BEGIN RECORDED DATA
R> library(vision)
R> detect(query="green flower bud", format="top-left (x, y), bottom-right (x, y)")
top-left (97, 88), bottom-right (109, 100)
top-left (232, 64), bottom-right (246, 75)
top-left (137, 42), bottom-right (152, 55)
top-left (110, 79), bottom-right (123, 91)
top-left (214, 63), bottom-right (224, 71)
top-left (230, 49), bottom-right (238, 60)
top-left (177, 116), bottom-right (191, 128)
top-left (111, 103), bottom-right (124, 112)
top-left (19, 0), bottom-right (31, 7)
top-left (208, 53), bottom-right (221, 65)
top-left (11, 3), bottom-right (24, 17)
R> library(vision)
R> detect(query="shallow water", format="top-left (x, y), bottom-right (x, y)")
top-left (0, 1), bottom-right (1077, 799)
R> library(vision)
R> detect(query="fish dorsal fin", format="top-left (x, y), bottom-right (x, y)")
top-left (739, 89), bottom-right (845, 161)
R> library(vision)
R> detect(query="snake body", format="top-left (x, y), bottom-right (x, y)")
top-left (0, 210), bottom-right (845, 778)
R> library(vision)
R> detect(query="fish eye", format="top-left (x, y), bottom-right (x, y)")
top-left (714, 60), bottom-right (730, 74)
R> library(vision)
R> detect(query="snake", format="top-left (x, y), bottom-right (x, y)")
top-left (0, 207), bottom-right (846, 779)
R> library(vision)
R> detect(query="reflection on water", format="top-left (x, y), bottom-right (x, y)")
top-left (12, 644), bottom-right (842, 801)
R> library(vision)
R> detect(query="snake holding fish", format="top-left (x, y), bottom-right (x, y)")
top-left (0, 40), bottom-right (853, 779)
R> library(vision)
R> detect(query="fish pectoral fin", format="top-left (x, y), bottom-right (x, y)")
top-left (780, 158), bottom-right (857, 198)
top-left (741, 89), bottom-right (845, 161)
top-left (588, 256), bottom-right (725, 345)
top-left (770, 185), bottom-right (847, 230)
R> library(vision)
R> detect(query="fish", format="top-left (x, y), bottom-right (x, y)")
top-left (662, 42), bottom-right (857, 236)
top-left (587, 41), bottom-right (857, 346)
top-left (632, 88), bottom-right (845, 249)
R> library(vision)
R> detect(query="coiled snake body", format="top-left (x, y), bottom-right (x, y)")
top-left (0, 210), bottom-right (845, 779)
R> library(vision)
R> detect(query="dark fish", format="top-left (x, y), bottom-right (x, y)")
END RECORDED DATA
## EXERCISE DETAILS
In full and without error, restate the data.

## FINISHED TASK
R> library(vision)
R> detect(query="green flower bud", format="top-left (x, y), bottom-right (x, y)")
top-left (97, 88), bottom-right (109, 100)
top-left (232, 64), bottom-right (246, 75)
top-left (137, 42), bottom-right (152, 55)
top-left (110, 79), bottom-right (123, 91)
top-left (214, 63), bottom-right (224, 71)
top-left (230, 49), bottom-right (238, 60)
top-left (177, 116), bottom-right (191, 128)
top-left (111, 103), bottom-right (124, 112)
top-left (19, 0), bottom-right (31, 7)
top-left (208, 53), bottom-right (221, 65)
top-left (11, 3), bottom-right (24, 17)
R> library(vision)
R> detect(query="shallow water", format="top-left (x, y), bottom-right (x, y)")
top-left (0, 1), bottom-right (1077, 799)
R> library(vision)
R> detect(query="fish dorsal fin", format="top-left (x, y), bottom-right (x, y)")
top-left (739, 89), bottom-right (845, 161)
R> library(vision)
R> detect(query="snake body", format="top-left (x, y), bottom-right (x, y)")
top-left (0, 210), bottom-right (845, 778)
R> library(vision)
R> detect(query="fish eye", format="top-left (x, y), bottom-right (x, y)")
top-left (714, 60), bottom-right (730, 74)
R> library(vision)
R> detect(query="snake", format="top-left (x, y), bottom-right (x, y)")
top-left (0, 207), bottom-right (846, 779)
R> library(vision)
R> detect(query="reflection on water", format="top-left (x, y), bottom-right (x, y)")
top-left (12, 644), bottom-right (842, 801)
R> library(vision)
R> detect(query="snake holding fish", format="top-left (x, y), bottom-right (x, y)")
top-left (0, 40), bottom-right (853, 779)
R> library(vision)
R> detect(query="fish pectoral fin", format="top-left (x, y), bottom-right (x, y)")
top-left (780, 158), bottom-right (857, 198)
top-left (741, 89), bottom-right (845, 161)
top-left (588, 256), bottom-right (725, 345)
top-left (770, 185), bottom-right (847, 230)
R> library(vision)
R> detect(query="fish", format="top-left (x, y), bottom-right (x, y)")
top-left (662, 42), bottom-right (857, 236)
top-left (587, 41), bottom-right (857, 346)
top-left (632, 88), bottom-right (845, 249)
R> library(vision)
R> detect(query="coiled snake body", format="top-left (x, y), bottom-right (x, y)")
top-left (0, 210), bottom-right (845, 779)
R> library(vision)
R> detect(query="dark fish", format="top-left (x, y), bottom-right (x, y)")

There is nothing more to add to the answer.